[Image-grounded pointing data]
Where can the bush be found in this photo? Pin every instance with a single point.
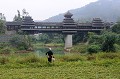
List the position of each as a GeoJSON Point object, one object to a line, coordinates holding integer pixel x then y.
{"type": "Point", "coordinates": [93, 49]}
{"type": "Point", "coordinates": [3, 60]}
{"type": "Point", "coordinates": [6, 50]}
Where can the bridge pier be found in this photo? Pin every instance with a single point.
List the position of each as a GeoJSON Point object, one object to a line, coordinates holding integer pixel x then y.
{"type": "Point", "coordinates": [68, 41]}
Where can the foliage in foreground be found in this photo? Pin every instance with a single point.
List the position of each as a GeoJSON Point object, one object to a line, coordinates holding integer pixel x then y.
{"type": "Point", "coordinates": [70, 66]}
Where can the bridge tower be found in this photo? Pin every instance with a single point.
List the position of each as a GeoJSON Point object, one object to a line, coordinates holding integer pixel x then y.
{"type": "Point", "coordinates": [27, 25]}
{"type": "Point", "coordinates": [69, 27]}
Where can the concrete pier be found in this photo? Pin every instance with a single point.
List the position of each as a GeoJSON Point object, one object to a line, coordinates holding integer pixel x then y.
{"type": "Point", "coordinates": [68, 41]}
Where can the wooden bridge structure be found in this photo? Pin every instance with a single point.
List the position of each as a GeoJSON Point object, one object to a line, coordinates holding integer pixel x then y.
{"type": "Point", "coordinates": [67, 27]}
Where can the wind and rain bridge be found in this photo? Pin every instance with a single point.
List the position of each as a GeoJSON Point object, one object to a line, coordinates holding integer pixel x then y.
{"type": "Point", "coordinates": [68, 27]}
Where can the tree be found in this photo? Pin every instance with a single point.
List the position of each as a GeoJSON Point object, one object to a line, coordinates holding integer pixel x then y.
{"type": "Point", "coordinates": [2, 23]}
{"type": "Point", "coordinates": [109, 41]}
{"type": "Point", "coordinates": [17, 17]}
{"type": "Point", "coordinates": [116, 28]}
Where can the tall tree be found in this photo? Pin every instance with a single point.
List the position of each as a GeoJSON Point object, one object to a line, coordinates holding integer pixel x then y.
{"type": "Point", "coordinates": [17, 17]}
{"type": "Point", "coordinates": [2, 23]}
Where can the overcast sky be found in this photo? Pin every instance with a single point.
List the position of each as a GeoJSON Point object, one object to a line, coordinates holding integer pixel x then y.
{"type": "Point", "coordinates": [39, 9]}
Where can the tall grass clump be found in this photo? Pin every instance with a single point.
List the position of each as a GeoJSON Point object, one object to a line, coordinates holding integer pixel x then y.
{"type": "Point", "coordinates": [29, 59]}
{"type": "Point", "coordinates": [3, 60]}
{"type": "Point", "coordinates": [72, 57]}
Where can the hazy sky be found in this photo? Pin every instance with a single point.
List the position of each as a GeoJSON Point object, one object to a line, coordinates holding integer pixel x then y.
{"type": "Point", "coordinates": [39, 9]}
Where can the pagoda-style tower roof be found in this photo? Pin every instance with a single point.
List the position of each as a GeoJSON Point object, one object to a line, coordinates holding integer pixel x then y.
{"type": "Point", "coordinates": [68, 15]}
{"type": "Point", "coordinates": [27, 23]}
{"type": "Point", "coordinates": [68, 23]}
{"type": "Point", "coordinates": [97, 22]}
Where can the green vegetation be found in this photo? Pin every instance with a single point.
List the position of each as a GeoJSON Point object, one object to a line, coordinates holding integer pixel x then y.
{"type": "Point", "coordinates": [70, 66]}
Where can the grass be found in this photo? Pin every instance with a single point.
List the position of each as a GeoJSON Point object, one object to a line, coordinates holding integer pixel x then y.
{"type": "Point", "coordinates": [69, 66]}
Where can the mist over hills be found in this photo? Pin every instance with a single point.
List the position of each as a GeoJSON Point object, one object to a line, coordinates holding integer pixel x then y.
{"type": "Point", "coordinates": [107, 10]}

Task details: Any picture found in the data is to be skipped while the rest is copied exactly.

Result:
Where can the bush be found in this photo? Pin every instance with a single point.
List the position of each as a GeoJSON Point object, one object to a line, coordinates holding integer pixel x then y.
{"type": "Point", "coordinates": [93, 49]}
{"type": "Point", "coordinates": [3, 60]}
{"type": "Point", "coordinates": [6, 50]}
Where can the bridge pier be found in this photo? Pin every instance with a single point.
List the position of each as a GeoJSON Point object, one object to a line, coordinates holding integer pixel x then y.
{"type": "Point", "coordinates": [68, 41]}
Where can the foliage in foreground be found in this photo? Pin every instance with a single point.
List the position of each as a GeoJSON Point object, one object to a line, coordinates holding integer pixel x then y.
{"type": "Point", "coordinates": [70, 66]}
Where can the bridge tower be found in this photo? Pin every instance with a single point.
List the position of each as a GeoJSON Point object, one object to a line, coordinates holding integer pixel x then y.
{"type": "Point", "coordinates": [27, 25]}
{"type": "Point", "coordinates": [69, 27]}
Where can the concrete pier be found in this photo? Pin every instance with a single point.
List the position of each as a GeoJSON Point object, one object to a line, coordinates holding integer pixel x then y.
{"type": "Point", "coordinates": [68, 41]}
Where can the wooden bridge structure be found in this photo? Pin every instance with a single point.
List the position of each as a GeoJSON Point object, one object to a line, coordinates holding integer pixel x then y.
{"type": "Point", "coordinates": [67, 27]}
Where can the wind and rain bridge be found in this photo? Pin every instance with a single point.
List the position of each as a GeoJSON Point object, one object to a line, coordinates holding integer pixel x then y.
{"type": "Point", "coordinates": [68, 27]}
Where can the tree be found in this photo? Pin every instance with a single point.
List the position of each as a GeoJSON Point object, one object to a line, coordinates holding integer pixel x then y.
{"type": "Point", "coordinates": [2, 23]}
{"type": "Point", "coordinates": [109, 41]}
{"type": "Point", "coordinates": [17, 17]}
{"type": "Point", "coordinates": [116, 28]}
Where can the tall tree be found in this photo? Pin every instance with a single point.
List the position of each as a GeoJSON Point object, one object to a line, coordinates holding integer pixel x then y.
{"type": "Point", "coordinates": [17, 17]}
{"type": "Point", "coordinates": [2, 23]}
Where can the overcast sky be found in this photo? Pin every instance with a single point.
List the position of each as a GeoJSON Point object, one object to a line, coordinates holding integer pixel x then y.
{"type": "Point", "coordinates": [39, 9]}
Where can the tall grass clump be found in this photo? Pin every instance with a single point.
List the position of each as a GeoJSON Point object, one object to a line, coordinates holding integer pixel x then y.
{"type": "Point", "coordinates": [29, 59]}
{"type": "Point", "coordinates": [3, 60]}
{"type": "Point", "coordinates": [72, 57]}
Where can the hazy sky be found in this photo? Pin every instance with a single point.
List the position of each as a GeoJSON Point object, one object to a line, coordinates holding integer pixel x then y.
{"type": "Point", "coordinates": [39, 9]}
Where can the pagoda-style tower roof be found in this photo? Pin every instance with a single point.
List the position of each as a GeoJSON Point object, one object to a line, coordinates holding integer pixel x then y.
{"type": "Point", "coordinates": [68, 15]}
{"type": "Point", "coordinates": [27, 23]}
{"type": "Point", "coordinates": [68, 23]}
{"type": "Point", "coordinates": [97, 22]}
Where can the green vegetation be found in this photo? Pin every instance with a single point.
List the position of each as a GeoJSON Point object, one object to a line, coordinates holding integer pixel x then y.
{"type": "Point", "coordinates": [70, 66]}
Where can the grass be found in this photo? Pin every instance with a single point.
List the position of each as a GeoJSON Point object, one object to a line, coordinates holding integer pixel x then y.
{"type": "Point", "coordinates": [69, 66]}
Where can the mist over hills be found in this photo? Pin every instance with a single point.
List the position of each as a GeoJSON Point object, one object to a line, coordinates holding integer pixel x then y.
{"type": "Point", "coordinates": [107, 10]}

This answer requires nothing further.